Search with OpenSearch Cluster Performance Sizing

Learn how to effectively size your OpenSearch cluster.

OpenSearch is an open-source search and analytics engine that powers everything from log analytics and observability to full-text search capabilities. OpenSearch is a reliable search platform that handles both structured and unstructured data, offering real-time search, analytics, and visualization of large-scale data. Whether you're using managed OpenSearch from a cloud provider or running it on-prem, sizing your OpenSearch cluster appropriately is essential for both performance and cost efficiency.

Sizing an OpenSearch cluster can be challenging as no one-size-fits-all formula exists. Improper sizing can lead to slow query performance, inefficient indexing, or even downtime. This topic covers the key factors that influence cluster sizing and provide actionable guidance for you to get started. The topic also walks you through a capacity planning exercise to put the concepts into practice.

Factors Affecting Performance and Cost

The process of sizing and determining the capacity of an OpenSearch cluster involves balancing cost and performance. Several factors influence both performance and sizing decisions, making it essential to gather data on these aspects to fine-tune your capacity planning process.

You can group these factors into the following categories: use-case specific, data-related, and resource-related considerations.

Use-case specific: These factors are the intended purpose of the OpenSearch deployment. For example, is the cluster being used for log analytics or observability, which typically involves a higher volume of writes compared to reads? Or is it being used for application search, where data is written once and read many times? Alternatively, is the cluster intended to support resource-intensive machine learning workloads? Understanding your use case helps determine the required read and write latency and throughput, query patterns, and the types of queries, such as filters, aggregations, or basic searches, that need to be optimized.
Data-related: This factor include the volume of data to be stored, the data type (structured or unstructured), document size, cardinality, field types, and whether field mappings are defined. Also, the compression codec in use and the size and number of indices, shards, and replicas, all contribute to the overall sizing and performance of the cluster.
Resource-related: These factors involve the configuration and number of nodes in the cluster, including cluster manager nodes, data nodes, and dashboard nodes. These resources directly impact the cluster's ability to handle the defined workload and ensure best performance.

Steps for Sizing the OpenSearch Cluster

Although capacity planning can initially seem overwhelming, it becomes more manageable as you experiment and address concerns incrementally. The key is to start with an initial estimate based on established best practices, continuously assess whether your key performance indicators (KPIs) are being met, and iterate until you achieve the ideal balance between cost and performance. The following steps outline the capacity planning process:

Estimating Storage Requirements

In this section, you can apply the principles discussed to a realistic cluster sizing exercise. Imagine you have a log analytics use case where you ingest data across several indexes in an OpenSearch cluster at a rate of 10 GB per day. Your goal is to retain the data for a maximum of 90 days, after which you can safely discard it.

Data ingestion can be either in batches or continuous, depending on the use case. In many application search and business intelligence scenarios, data is loaded in bulk during batch processes and then queried for various operations such as filtering, aggregation, and search. These types of indexes are considered long-lived, and their storage requirements can typically be estimated by analyzing the source data, which tends to change infrequently.

For other use cases, such as log analytics, time-series analysis, and real user monitoring, data is continuously ingested into the cluster, with indices rolling over after a certain size or time threshold is reached. For these types of indexes, it's essential to calculate the volume of data ingested over a specific time period and then multiply that by the required retention period to estimate storage requirements.

☆ ☆ ☆ ☆

LIST OF TASKS:
• 1. In the OpenSearch sizing text, how much data per day does the log analytics exercise ingest?
• 2. Please continue the OpenSearch sizing text from its last sentence.
The lines after this point are separate material, unrelated to the text above.

AVAILABLE DATA:
☆ ☆ ☆ ☆

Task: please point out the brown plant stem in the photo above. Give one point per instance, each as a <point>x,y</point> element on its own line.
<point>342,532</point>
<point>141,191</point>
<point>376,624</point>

☆ ☆ ☆ ☆

THE RESPONSES:
• 1. 10 GB per day.

• 2.
In addition to the total volume of data being ingested, several other factors influence the amount of storage required:

Retention period (r): The duration for which data is retained in the cluster decides the maximum amount of data that is stored at any particular time. This figure helps estimate the cluster's capacity to handle the worst-case scenario, where the largest amount of data is present, ensuring ideal performance even under peak storage conditions.
Replica Count (rc): Each replica is an exact copy of its primary shard, and it serves both reliability and performance purposes. To prevent data loss, we recommend you have at least one replica, which is the default setting for every index. If your use case involves high read volumes, it might be beneficial to configure more than one replica. This allows several replica shards to handle concurrent search queries, thereby distributing the load and improving query performance.
Compression ratio (cr): The data stored on disk isn't identical to the raw data volume being ingested. Instead, it's typically smaller because of the compression applied during the indexing process. OpenSearch supports various compression codecs, each offering a different trade-off between compression ratio and performance. You can select the most appropriate codec for your use case during index creation.
The compression ratio achieved depends on several factors, including the type of data (structured vs. unstructured), the number of repeated or empty field values, data cardinality, and the overall size of the data. A reasonable starting assumption for compression is typically between 25% and 40%. For example, 10 GB of raw data would occupy between 6 GB (cr=1.67) and 7.5 GB (cr=1.33) on disk. However, it's important to validate this assumption with actual testing for your specific use case.
OpenSearch Indexing Overhead (o1): OpenSearch incurs up to 10% storage overhead to index raw data. After indexing, you can use the /_cat/indices?v API along with the pri.store.size value to calculate the exact value in actual.
OpenSearch Service Overhead (o2): OpenSearch reserves up to 20% of the storage space on each instance, with a maximum of 20 GB, for segment merges, logs, and other internal operations.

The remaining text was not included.